• Excerpt to read:
[START]

He’s a better player for his experiences in 2017 on the summer tour to Japan and the States under Schmidt, and the ensuing November window when he played against Fiji.

“I just matured more as a player and worked on certain areas that Joe told me to focus and try and improve. I’ve been doing that with Dan [McFarland] at Ulster, sorta putting those consistent performances together. I think that was probably the main thing for me, staying consistent with it.

“To be honest, I think it is a mix of everything really. I do think Dan has helped me along the way as well as all the coaching staff at Ulster.

“I think as you get more experience over time you understand yourself as a player as well so you know what your strengths are, you know your weaknesses. You kind of find out the player you want to be, which I think is massive.

“So you put identity into it and you put your best foot forward with the confidence that you know who you are and what you’re going to bring.”

To that end, every player who aspires to perform at Test level has to have a point of difference, and Treadwell says: “I think it is my athletic ability to break the gainline, to get through those tight carries, to get my nose through in tight play, that sorta thing, to make as many impacts as I can sorta thing, be physical in my ability and making sure I am always ready and always there.”

Second time around, as it were, and over four years older, Treadwell also appreciates his inclusion more.

“Yes definitely. Obviously there are similar people around so it was not that much of a change. I am hungry for it, I want to be here and make a difference. It’s definitely a second chance and as I’ve said, I’m hungry for it, I want to be here and make a difference.”

[END]

Pick up the rugby interview with Treadwell after its last sentence and carry it forward. The material after this point has no connection to the rugby interview with Treadwell.

• Entries provided:
[START]

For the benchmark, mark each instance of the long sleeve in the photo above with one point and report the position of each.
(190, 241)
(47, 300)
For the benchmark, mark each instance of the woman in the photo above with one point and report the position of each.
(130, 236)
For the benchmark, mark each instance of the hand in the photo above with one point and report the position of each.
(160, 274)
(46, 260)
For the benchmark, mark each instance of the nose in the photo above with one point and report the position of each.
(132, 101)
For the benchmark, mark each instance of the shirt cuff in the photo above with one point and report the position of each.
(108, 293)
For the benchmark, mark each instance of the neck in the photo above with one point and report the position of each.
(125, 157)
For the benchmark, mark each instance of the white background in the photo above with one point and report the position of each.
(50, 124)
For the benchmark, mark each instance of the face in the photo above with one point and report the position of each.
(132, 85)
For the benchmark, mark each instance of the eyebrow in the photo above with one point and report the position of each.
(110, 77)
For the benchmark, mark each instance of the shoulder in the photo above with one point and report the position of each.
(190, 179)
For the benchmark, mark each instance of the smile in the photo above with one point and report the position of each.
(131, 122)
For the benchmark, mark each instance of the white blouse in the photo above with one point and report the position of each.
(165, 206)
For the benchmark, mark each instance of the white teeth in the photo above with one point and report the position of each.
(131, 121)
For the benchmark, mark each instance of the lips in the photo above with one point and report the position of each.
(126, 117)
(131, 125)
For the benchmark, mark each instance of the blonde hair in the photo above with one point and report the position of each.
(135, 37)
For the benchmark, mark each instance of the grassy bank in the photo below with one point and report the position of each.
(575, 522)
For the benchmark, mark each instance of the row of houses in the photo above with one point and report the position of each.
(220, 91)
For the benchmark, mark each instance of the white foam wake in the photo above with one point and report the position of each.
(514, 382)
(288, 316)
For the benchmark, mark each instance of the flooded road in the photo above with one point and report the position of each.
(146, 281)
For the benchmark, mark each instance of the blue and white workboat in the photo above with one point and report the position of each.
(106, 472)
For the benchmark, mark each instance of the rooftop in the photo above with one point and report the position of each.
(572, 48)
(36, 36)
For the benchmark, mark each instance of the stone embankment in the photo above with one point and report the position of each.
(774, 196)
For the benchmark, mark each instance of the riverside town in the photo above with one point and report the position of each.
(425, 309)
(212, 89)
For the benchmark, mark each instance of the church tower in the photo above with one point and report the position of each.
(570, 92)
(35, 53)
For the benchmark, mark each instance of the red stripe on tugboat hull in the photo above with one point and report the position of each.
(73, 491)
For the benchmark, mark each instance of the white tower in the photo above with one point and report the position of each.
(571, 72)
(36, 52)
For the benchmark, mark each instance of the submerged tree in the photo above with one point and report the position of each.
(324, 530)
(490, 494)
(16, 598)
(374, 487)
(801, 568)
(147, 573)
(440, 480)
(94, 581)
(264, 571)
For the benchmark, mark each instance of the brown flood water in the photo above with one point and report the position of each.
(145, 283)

[END]

• Task result:
Furthermore, as a lock, there are no downsides over the next few weeks in working with Paul O’Connell.


“He is great, great to me personally. Obviously I have grown up [watching him play] but he is always there with the answers that will make you a better player really, and enable you to fit in as quickly as possible, and limit that lag time in getting you up to speed.”

Treadwell lists the players he packed down alongside at Ulster and talks of being “a sponge” in his time with the province and now again in the Irish squad. Hence, his ambitions for this Six Nations are manifold.

“The next few weeks for me, if I’m not playing, are to get everyone ready to put their best performance out on the pitch but obviously I am hungry to play and I want to play.

“If you are not selected, there is obviously going to be a big disappointment. But then there is that transition to asking, ‘Right, what is my role here this week? Is it to prepare the team?’ Then that is what you need to do and if that means putting your ego to one side, then you do that. You want to be the best player and the best team-mate you can be.”